Gestellte Aufgabe:
Kannst du die Zeilen der Datensätze unten als nummerierte Liste formatieren, beginnend mit der Zeile mit „Practice step: point at the sun“ und weiter bis zum Ende der Datensätze, beide Enden eingeschlossen? Leerzeilen lässt du dabei weg.

========================

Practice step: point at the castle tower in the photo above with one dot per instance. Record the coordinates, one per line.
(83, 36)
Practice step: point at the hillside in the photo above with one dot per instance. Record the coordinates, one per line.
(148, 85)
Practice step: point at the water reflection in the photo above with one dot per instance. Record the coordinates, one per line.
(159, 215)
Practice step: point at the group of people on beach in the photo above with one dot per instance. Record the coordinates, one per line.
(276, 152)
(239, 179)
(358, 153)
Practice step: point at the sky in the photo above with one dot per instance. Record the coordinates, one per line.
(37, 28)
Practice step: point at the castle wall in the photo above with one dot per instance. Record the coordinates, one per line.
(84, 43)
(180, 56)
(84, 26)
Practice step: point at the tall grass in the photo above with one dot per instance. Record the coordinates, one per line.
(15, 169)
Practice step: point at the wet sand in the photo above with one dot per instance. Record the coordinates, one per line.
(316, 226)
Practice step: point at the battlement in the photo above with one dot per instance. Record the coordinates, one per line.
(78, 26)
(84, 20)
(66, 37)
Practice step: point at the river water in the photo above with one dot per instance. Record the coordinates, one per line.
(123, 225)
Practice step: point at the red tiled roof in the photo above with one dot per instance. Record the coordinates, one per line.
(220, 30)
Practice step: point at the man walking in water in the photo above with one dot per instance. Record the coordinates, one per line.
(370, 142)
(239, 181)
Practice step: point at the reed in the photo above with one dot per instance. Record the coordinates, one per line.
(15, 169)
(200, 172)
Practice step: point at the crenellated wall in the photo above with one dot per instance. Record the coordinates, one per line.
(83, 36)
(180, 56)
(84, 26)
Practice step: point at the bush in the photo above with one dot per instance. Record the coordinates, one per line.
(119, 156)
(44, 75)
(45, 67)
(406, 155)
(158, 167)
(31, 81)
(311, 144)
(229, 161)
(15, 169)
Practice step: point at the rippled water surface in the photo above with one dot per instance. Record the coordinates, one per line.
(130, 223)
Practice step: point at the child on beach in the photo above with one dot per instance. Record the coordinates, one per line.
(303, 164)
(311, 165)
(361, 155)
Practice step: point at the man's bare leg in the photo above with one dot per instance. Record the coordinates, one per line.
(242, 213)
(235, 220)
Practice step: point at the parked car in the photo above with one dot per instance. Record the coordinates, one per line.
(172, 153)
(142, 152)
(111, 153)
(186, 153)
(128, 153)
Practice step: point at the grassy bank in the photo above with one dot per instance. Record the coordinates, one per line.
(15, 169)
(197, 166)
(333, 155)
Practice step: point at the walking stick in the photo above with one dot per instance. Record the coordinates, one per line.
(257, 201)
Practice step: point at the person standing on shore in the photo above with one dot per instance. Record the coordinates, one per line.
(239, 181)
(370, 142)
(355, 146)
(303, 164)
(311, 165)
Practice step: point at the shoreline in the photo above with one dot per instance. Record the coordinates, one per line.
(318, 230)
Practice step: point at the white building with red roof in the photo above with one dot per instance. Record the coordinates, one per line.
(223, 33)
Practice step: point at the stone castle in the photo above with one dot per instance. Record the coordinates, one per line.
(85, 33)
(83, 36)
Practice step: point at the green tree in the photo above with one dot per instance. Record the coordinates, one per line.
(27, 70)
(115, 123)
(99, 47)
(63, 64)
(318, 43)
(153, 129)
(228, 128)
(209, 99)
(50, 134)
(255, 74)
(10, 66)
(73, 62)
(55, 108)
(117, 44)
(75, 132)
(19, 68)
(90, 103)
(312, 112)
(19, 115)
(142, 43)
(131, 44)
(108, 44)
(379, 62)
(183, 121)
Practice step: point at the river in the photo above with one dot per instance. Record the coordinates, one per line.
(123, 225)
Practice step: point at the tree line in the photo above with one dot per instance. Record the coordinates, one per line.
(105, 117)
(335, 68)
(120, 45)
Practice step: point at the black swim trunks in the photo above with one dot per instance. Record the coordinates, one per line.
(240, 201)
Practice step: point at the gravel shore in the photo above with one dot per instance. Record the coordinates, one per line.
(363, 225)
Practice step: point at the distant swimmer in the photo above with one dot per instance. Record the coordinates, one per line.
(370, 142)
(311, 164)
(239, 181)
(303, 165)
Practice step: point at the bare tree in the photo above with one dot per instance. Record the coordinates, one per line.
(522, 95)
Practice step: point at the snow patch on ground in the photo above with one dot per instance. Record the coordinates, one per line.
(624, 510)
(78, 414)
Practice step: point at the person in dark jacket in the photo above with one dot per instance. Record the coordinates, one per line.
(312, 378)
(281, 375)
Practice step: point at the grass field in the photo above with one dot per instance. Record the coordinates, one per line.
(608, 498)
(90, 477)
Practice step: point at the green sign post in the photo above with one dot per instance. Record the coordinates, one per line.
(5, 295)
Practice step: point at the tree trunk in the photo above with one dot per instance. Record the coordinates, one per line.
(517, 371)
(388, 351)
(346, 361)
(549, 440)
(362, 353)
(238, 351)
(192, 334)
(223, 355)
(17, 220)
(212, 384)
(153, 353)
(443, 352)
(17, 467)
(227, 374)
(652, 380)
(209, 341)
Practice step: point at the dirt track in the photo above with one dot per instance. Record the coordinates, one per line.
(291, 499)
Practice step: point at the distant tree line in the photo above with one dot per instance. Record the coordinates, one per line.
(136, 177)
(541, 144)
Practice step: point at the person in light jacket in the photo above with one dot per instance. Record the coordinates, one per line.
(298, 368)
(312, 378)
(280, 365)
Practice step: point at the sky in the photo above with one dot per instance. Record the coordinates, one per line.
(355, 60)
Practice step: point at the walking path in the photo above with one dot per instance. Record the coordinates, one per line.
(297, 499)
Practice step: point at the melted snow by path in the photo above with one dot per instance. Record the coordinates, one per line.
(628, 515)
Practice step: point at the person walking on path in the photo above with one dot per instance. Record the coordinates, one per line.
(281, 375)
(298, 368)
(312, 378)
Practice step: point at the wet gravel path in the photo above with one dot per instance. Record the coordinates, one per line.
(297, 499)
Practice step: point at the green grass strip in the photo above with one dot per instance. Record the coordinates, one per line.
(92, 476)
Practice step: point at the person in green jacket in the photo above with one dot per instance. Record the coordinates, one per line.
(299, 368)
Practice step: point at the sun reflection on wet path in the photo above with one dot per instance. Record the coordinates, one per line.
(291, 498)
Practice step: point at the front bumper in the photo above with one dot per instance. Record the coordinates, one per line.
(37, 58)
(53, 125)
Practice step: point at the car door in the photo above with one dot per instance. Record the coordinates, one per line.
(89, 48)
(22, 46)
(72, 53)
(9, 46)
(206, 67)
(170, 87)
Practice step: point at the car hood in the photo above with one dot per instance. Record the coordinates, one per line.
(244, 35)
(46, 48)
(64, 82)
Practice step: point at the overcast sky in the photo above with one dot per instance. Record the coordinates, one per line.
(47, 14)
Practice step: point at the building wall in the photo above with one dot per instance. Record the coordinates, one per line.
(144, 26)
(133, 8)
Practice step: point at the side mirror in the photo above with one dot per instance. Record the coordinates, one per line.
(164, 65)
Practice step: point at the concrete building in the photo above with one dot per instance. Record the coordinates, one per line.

========================

Ergebnis unten:
1. Practice step: point at the sun reflection on wet path in the photo above with one dot per instance. Record the coordinates, one per line.
2. (291, 498)
3. Practice step: point at the front bumper in the photo above with one dot per instance. Record the coordinates, one per line.
4. (37, 58)
5. (53, 125)
6. Practice step: point at the car door in the photo above with one dot per instance. Record the coordinates, one per line.
7. (89, 48)
8. (22, 46)
9. (72, 53)
10. (9, 46)
11. (206, 67)
12. (170, 87)
13. Practice step: point at the car hood in the photo above with one dot per instance. Record the coordinates, one per line.
14. (244, 35)
15. (46, 48)
16. (64, 82)
17. Practice step: point at the overcast sky in the photo above with one dot per instance. Record the coordinates, one per line.
18. (47, 14)
19. Practice step: point at the building wall in the photo above with one dot per instance. Record the coordinates, one per line.
20. (144, 26)
21. (133, 8)
22. Practice step: point at the side mirror in the photo above with one dot per instance. Record the coordinates, one per line.
23. (164, 65)
24. Practice step: point at the concrete building in the photo above with one dot per instance. Record the coordinates, one per line.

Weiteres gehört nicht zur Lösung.